> [PASSAGE GIVEN]:
# # #

I’m totally willing to admit, at the outset, the possibility that any of my favorite 10 below may decline in estimation over time.



If I Had a Sight & Sound Film Ballot: Kenji Fujishima’s Top 10 Films of All Time

Editor’s Note: In light of Sight & Sound’s film poll, which, every decade, queries critics and directors the world over before arriving at a communal Top 10 list, we polled our own writers, who didn’t partake in the project, but have bold, discerning, and provocative lists to share.

In trying to whip up a Top 10 for this alternative Sight & Sound poll, I decided from the beginning to try to forgo any extra-cinematic considerations and simply go with 10 films that mean a great deal to me personally. There’s an implicit canon-building aspect to this particular exercise, and surely some would feel a need to take into account not only previous Sight & Sound poll-toppers (Citizen Kane, The Rules of the Game, , etc.), but also such things as historical importance in coming up with a list for posterity. But where’s the fun in that? Besides, screw posterity: I’m totally willing to admit, at the outset, the possibility that any of my favorite 10 below may decline in estimation over time, to be replaced by another film entirely that I may begin to appreciate more as I grow older. For now, though, these are 10 films that I could not part with in my life.

The Passion of Joan of Arc

10. The Passion of Joan of Arc (Carl Theodor Dreyer, 1928). I’m not an especially religious person, but I find that I’m often moved by depictions of religious fervor in cinema, appealing to the agnostic in me. Carl Theodor Dreyer silent masterpiece The Passion of Joan of Arc was the first film I saw that instilled in me an awareness of that kind of spiritual feeling in a film—the first time I experienced cinema as akin to sitting in a church, with each enraptured close-up of Renée Maria Falconetti’s suffering face instilling something close to the awe Joan of Arc surely felt even under the greatest duress.

Four Nights of a Dreamer

9. Four Nights of a Dreamer (Robert Bresson, 1971). If there’s a film that lays bare my soul, for better and for worse, it would be Robert Bresson’s Four Nights of a Dreamer. In this umpteenth adaptation of Fyodor Dostoyevsky’s short story White Nights, Bresson surrenders to his inner romantic with, for instance, a swoon-worthy depiction of a shimmering Paris at night. But this isn’t completely free of his usual sober contemplation, most pointedly in the film’s depiction of the titular “dreamer” as an aspiring artist who’s perhaps too wrapped up in his art to be able to fully access genuine human experience. Four Nights of a Dreamer may not necessarily be the filmmaker’s greatest film, but it’s the one I love the most.

# # #

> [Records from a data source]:

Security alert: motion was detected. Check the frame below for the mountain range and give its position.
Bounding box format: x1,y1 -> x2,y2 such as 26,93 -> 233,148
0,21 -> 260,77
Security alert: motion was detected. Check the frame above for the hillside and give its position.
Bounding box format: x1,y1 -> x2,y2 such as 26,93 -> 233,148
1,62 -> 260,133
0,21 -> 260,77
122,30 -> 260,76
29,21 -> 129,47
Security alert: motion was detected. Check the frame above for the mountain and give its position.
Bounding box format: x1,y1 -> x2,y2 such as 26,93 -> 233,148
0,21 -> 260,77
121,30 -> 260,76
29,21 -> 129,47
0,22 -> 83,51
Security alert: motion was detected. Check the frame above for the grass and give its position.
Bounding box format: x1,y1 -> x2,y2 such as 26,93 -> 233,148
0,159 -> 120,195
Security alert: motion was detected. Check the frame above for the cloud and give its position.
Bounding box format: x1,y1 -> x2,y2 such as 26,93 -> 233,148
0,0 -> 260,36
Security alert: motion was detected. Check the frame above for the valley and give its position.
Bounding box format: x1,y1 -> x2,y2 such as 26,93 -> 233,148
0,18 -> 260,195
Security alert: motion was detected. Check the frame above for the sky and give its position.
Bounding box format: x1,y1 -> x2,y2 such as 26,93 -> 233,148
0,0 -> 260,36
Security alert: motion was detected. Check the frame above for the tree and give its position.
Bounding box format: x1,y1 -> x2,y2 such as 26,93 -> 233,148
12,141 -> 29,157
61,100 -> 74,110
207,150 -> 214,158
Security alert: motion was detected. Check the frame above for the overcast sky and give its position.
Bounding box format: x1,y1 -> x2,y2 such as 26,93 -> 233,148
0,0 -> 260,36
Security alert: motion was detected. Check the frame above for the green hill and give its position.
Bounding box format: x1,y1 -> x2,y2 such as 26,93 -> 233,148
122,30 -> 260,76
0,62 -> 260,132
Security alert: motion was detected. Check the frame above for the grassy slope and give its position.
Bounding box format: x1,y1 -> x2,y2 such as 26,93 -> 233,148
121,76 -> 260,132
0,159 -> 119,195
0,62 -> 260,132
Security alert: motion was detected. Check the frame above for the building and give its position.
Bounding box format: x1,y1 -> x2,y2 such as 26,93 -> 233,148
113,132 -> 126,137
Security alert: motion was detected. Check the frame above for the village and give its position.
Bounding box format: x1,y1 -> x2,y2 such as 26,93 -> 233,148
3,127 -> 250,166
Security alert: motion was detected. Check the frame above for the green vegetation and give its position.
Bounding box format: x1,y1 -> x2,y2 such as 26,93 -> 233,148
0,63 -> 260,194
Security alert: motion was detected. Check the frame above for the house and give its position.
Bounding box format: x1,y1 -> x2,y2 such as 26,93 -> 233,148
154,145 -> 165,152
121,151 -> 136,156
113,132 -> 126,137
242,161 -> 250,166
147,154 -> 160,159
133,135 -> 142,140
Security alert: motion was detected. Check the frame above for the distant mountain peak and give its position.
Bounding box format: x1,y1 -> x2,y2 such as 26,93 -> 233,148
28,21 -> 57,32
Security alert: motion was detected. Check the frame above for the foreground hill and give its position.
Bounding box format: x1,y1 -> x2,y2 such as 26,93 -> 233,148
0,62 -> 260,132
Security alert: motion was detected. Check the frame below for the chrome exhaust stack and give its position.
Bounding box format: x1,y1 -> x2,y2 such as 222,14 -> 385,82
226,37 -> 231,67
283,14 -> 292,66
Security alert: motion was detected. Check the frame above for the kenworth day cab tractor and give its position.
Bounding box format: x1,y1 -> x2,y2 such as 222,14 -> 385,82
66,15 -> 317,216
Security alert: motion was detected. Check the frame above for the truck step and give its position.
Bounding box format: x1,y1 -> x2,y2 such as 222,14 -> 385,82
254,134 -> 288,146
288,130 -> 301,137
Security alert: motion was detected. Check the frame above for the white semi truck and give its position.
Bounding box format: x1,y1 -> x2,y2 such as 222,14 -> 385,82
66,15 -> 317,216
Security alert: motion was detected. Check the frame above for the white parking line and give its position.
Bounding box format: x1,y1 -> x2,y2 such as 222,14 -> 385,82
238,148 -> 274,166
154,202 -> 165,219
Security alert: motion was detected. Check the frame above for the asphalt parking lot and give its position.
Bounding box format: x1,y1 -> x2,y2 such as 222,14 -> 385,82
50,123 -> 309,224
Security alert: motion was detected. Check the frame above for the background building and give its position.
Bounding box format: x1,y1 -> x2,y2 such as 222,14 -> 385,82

# # #

> [DIRECTION 1]:
Answer these questions using the film-ballot essay.
(a) According to the editor's note, how often does Sight & Sound conduct its film poll?
(b) Which short story is Four Nights of a Dreamer an adaptation of, and who wrote that story?
(c) Whose face is shown in the close-ups in The Passion of Joan of Arc?
> [DIRECTION 2]:
Reproduce the film-ballot essay from "In trying to" to "in my life.".
> [DIRECTION 3]:
Go on with the film-ballot essay from where it stops.

> [RESPONSE 1]:
(a) Every decade.
(b) White Nights, by Fyodor Dostoyevsky.
(c) Renée Maria Falconetti's.

> [RESPONSE 2]:
In trying to whip up a Top 10 for this alternative Sight & Sound poll, I decided from the beginning to try to forgo any extra-cinematic considerations and simply go with 10 films that mean a great deal to me personally. There’s an implicit canon-building aspect to this particular exercise, and surely some would feel a need to take into account not only previous Sight & Sound poll-toppers (Citizen Kane, The Rules of the Game, , etc.), but also such things as historical importance in coming up with a list for posterity. But where’s the fun in that? Besides, screw posterity: I’m totally willing to admit, at the outset, the possibility that any of my favorite 10 below may decline in estimation over time, to be replaced by another film entirely that I may begin to appreciate more as I grow older. For now, though, these are 10 films that I could not part with in my life.

> [RESPONSE 3]:
Tokyo Story

8. Tokyo Story (Yasujirô Ozu, 1953). In writing about Paul Haggis’s Crash, Roger Ebert saw in it a film with the capacity to change people. A film that can more legitimately claim such power is Yasujirô Ozu’s Tokyo Story. As someone who has, time and time again, done/not done/said things to my parents that I’m not necessarily proud of, I see in Tokyo Story a film of great artistry and profound insight that never fails to shake me out of my complacency when it comes to familial relations and intergenerational gaps. Ozu films things so simply, and yet so much wisdom and emotional power emerges from his surface serenity.

The Crowd

7. The Crowd (King Vidor, 1928). Even before Arthur Miller put the American Dream on trial in his stage play Death of a Salesman, King Vidor interrogated it in The Crowd, the chronicle of an ordinary working-class Joe who dreams of greatness, of standing out from “the crowd,” but who finds himself stifled by the harsh realities of daily life. Intimate in scale yet universal in scope, this bleak drama of grand failures and small triumphs retains its subversive charge without sacrificing compassion.

Barry Lyndon

6. Barry Lyndon (Stanley Kubrick, 1975). 2001: A Space Odyssey may have a greater reach and scope among all of Stanley Kubrick’s films, but this adaptation of William Makepeace Thackeray’s novel of the same name shows Kubrick at both his most masterful and his most humane. By the end of this stately three-hour costume drama, something resembling true empathy cracks through Kubrick’s detachment in a way that is generally alien to his work.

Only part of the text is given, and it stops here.